→ **Records to process**
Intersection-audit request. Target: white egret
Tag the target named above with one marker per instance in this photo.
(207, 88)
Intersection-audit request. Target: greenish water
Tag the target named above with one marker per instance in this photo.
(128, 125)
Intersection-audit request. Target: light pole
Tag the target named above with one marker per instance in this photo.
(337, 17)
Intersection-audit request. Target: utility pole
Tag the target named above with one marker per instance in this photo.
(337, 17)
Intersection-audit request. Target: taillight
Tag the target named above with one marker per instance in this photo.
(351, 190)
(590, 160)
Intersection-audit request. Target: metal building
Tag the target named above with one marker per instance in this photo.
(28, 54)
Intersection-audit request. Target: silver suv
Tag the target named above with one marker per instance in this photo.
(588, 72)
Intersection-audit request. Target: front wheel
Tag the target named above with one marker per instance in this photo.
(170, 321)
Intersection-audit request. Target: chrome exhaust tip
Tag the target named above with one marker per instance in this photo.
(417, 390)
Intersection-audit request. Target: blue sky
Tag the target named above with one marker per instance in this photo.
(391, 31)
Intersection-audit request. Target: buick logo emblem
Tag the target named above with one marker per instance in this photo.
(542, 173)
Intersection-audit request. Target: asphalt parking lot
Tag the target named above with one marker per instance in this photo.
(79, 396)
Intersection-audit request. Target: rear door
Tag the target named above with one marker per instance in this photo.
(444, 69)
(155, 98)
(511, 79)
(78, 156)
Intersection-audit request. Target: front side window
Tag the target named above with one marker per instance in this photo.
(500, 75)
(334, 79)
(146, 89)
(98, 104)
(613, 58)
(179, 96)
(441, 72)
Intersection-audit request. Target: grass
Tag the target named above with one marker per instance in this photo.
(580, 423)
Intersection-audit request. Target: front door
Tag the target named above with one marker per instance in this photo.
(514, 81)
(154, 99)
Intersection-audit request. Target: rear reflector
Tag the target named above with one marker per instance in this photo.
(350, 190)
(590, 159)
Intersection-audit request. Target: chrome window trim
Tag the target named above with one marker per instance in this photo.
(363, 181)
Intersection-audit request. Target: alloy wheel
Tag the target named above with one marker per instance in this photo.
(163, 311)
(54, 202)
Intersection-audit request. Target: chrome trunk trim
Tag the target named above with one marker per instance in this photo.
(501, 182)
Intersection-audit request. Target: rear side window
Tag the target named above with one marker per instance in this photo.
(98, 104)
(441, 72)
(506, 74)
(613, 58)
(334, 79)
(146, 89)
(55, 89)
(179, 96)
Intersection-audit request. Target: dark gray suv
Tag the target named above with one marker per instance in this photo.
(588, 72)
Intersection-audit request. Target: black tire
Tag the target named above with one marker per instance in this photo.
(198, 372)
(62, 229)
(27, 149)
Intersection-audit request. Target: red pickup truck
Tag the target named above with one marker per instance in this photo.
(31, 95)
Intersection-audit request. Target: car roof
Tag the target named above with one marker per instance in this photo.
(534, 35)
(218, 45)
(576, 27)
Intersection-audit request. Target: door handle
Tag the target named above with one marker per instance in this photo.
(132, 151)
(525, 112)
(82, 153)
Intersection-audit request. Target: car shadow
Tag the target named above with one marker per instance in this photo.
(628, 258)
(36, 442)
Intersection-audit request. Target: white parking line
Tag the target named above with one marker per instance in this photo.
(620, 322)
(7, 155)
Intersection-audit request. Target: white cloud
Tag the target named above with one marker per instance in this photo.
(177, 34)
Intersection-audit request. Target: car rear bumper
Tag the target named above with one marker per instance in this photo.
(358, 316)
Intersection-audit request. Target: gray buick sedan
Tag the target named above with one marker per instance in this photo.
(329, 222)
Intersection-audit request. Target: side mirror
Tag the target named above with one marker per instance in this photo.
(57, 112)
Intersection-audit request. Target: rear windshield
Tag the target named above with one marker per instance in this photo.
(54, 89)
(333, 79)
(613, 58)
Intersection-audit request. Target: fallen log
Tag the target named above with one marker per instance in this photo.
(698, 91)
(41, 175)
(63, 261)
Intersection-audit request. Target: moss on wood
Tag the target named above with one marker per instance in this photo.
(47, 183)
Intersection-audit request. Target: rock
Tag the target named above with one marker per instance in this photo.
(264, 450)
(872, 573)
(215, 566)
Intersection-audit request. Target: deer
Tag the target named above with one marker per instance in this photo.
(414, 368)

→ **What you will do**
Make an exact copy of every entry.

→ **Result of the exercise**
Intersection-audit request. Target: white egret
Tag the target named above with one marker per instance in this photo.
(207, 88)
Intersection-audit request. Target: greenish water
Tag the target named above with one marker per instance in this photo.
(128, 125)
Intersection-audit request. Target: light pole
Tag the target named above with one marker per instance in this photo.
(337, 17)
Intersection-audit request. Target: utility pole
Tag the target named above with one marker per instance in this photo.
(337, 17)
Intersection-audit request. Target: taillight
Tag the target named above with one marker per instance in this photo.
(351, 190)
(590, 160)
Intersection-audit request. Target: metal building
Tag the target named above with one marker per instance in this photo.
(28, 54)
Intersection-audit request. Target: silver suv
Tag the target named above with one marker per instance in this photo.
(588, 72)
Intersection-audit request. Target: front wheel
Tag the target named above with one marker per instance in this photo.
(170, 321)
Intersection-audit request. Target: chrome exhaust tip
Tag the target named above with one marker per instance in this photo.
(417, 390)
Intersection-audit request. Target: blue sky
Tag the target named above with one marker per instance in this photo.
(391, 31)
Intersection-audit request. Target: buick logo emblem
Tag the target named above with one marker per instance in this photo.
(542, 173)
Intersection-audit request. Target: asphalt parking lot
Tag the target named above with one marker per instance in this photo.
(79, 396)
Intersection-audit request. Target: rear door
Tag the target named above with one marker per instance in this photo.
(444, 69)
(155, 98)
(511, 79)
(78, 156)
Intersection-audit request. Target: front side window
Tag the target named above with one marker per instance in this photo.
(500, 75)
(334, 79)
(146, 89)
(98, 104)
(613, 58)
(179, 96)
(441, 72)
Intersection-audit request. Target: grass
Tag the target named above with one marker per instance in this photo.
(580, 423)
Intersection-audit request. Target: front door
Tag the target named above with one marker per instance in this photo.
(514, 81)
(154, 99)
Intersection-audit request. Target: rear reflector
Tag the target named above with one marker per instance in this photo.
(350, 190)
(590, 159)
Intersection-audit request. Target: chrome window trim
Tag the target named above with one marker per instance in this photo.
(363, 181)
Intersection-audit request. Target: alloy wheel
Tag the target named above with one marker per instance in this photo.
(163, 311)
(54, 202)
Intersection-audit request. Target: chrome trunk trim
Tag the target named above with one marker per instance in this photo.
(501, 182)
Intersection-audit request. Target: rear side window
Tag the target named above with one marker per instance in this photo.
(98, 104)
(441, 72)
(506, 74)
(613, 58)
(334, 79)
(146, 89)
(55, 89)
(179, 96)
Intersection-audit request. Target: dark gray suv
Tag the target named above with one marker per instance in this photo.
(588, 72)
Intersection-audit request. Target: black tire
Tag the target named above with one marker per instance in this photo.
(198, 372)
(62, 229)
(27, 149)
Intersection-audit request. Target: red pickup truck
Tag the target named above with one marker per instance in this photo.
(31, 95)
Intersection-audit request. Target: car roof
Tag the target named above with one marker per instance in this photo.
(534, 35)
(218, 45)
(576, 27)
Intersection-audit request. Target: door handle
Tag the target named above with one marker per instance in this photo.
(132, 151)
(525, 112)
(82, 153)
Intersection-audit request. Target: car shadow
Tag the target named above with one marker per instance in this photo.
(628, 258)
(36, 442)
Intersection-audit request. Target: white parking line
Tag the target named above with one marker per instance in this photo.
(620, 322)
(7, 155)
Intersection-audit request. Target: white cloud
Tag the target named above with one marker per instance in this photo.
(177, 34)
Intersection-audit request. Target: car rear bumper
Tag the target named above with one marker per instance in this photo.
(358, 316)
Intersection-audit request. Target: gray buick sedan
Tag the target named above with one marker per instance in this photo.
(329, 222)
Intersection-audit request. Target: side mirror
Tag the target named above with one marker per instance in this photo.
(57, 112)
Intersection-audit request. Target: rear windshield
Tag the target named above with one marker per instance in this photo.
(54, 89)
(333, 79)
(613, 58)
Intersection-audit request. Target: fallen log
Tag the target named above with one marker per instance in this photo.
(698, 91)
(41, 175)
(63, 261)
Intersection-audit request. Target: moss on wood
Tag the target named above with one marker per instance in this photo.
(47, 183)
Intersection-audit request. Target: rock
Tag the target named above with one marker per instance in this photo.
(264, 450)
(872, 573)
(215, 566)
Intersection-audit request. Target: deer
Tag the target named above with one marker per instance in this photo.
(414, 368)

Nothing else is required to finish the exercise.